Source
───

Definition/Formation

A partnership requires at least two partners in order to be legitimate. Each owner/partner has the right to make decisions affecting the business and a right to a share of the revenue, expenses, and profits/losses of the business.

There is no need to file anything with any government agency to form a general partnership unless the name of the partnership will be something other than the names of the partners. If that is the case, you must file a Fictitious Business Name statement in your county. You are free to set up business locations in any state.

Partnerships can be formed by a simple verbal agreement. A written partnership agreement, however, is a wise investment and is a necessity if the ownership will not be equally divided. In the absence of a written agreement, state law mandates equal ownership among you and your partner(s).

With a written agreement, the partners may specify, among other things, percentage ownership, allocation of profits, decision-making, and responsibilities. Share ownership may be based on the amount of money each has invested in the business or on some other factor that you choose. For example, you may have more cash to invest and your buddy, more expertise or contacts to offer. You and your partner(s) decide how to value each what you each has brought to the partnership in determining what percentage of the business each of you will own.

Legal issues aside, no matter how solid and friendly the relationship is between the parties at the beginning of the partnership, it is far easier create a written agreement while things are going well than to wait until a disagreement has surfaced and try to sort issues out under the stress of a conflict. Have an attorney draft or review the agreement if you decide to have one.

───

Given material
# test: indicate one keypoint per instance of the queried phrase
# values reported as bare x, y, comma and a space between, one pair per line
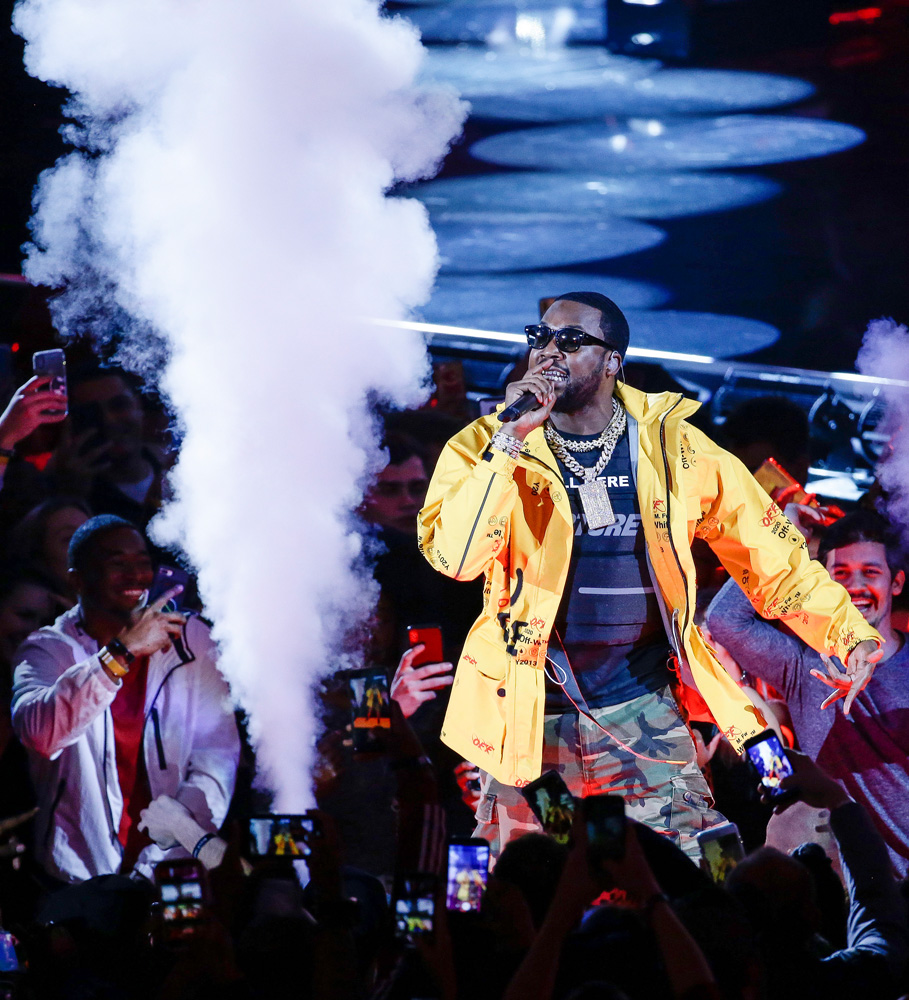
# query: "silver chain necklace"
592, 491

───

Given exercise 1
In the partnership text, rewrite the paragraph beginning "There is no need to file anything" as a short bulleted list that keeps its main facts.
Given exercise 2
Reproduce the passage of the partnership text starting with "Legal issues aside, no" and going on through "to have one.", swapping "attorney" for "lawyer".
Given exercise 3
Answer these questions from the partnership text:
(a) How many partners must a partnership have at minimum to be legitimate?
(b) What must be filed in your county if the partnership's name differs from the partners' names?
(c) Without a written agreement, what does state law mandate regarding ownership?

Expected answer 1
- A general partnership needs no filing with any government agency unless its name will differ from the partners' names.
- In that case, a Fictitious Business Name statement must be filed in your county.
- Business locations may be set up in any state.

Expected answer 2
Legal issues aside, no matter how solid and friendly the relationship is between the parties at the beginning of the partnership, it is far easier create a written agreement while things are going well than to wait until a disagreement has surfaced and try to sort issues out under the stress of a conflict. Have an lawyer draft or review the agreement if you decide to have one.

Expected answer 3
(a) At least two.
(b) A Fictitious Business Name statement.
(c) Equal ownership among the partners.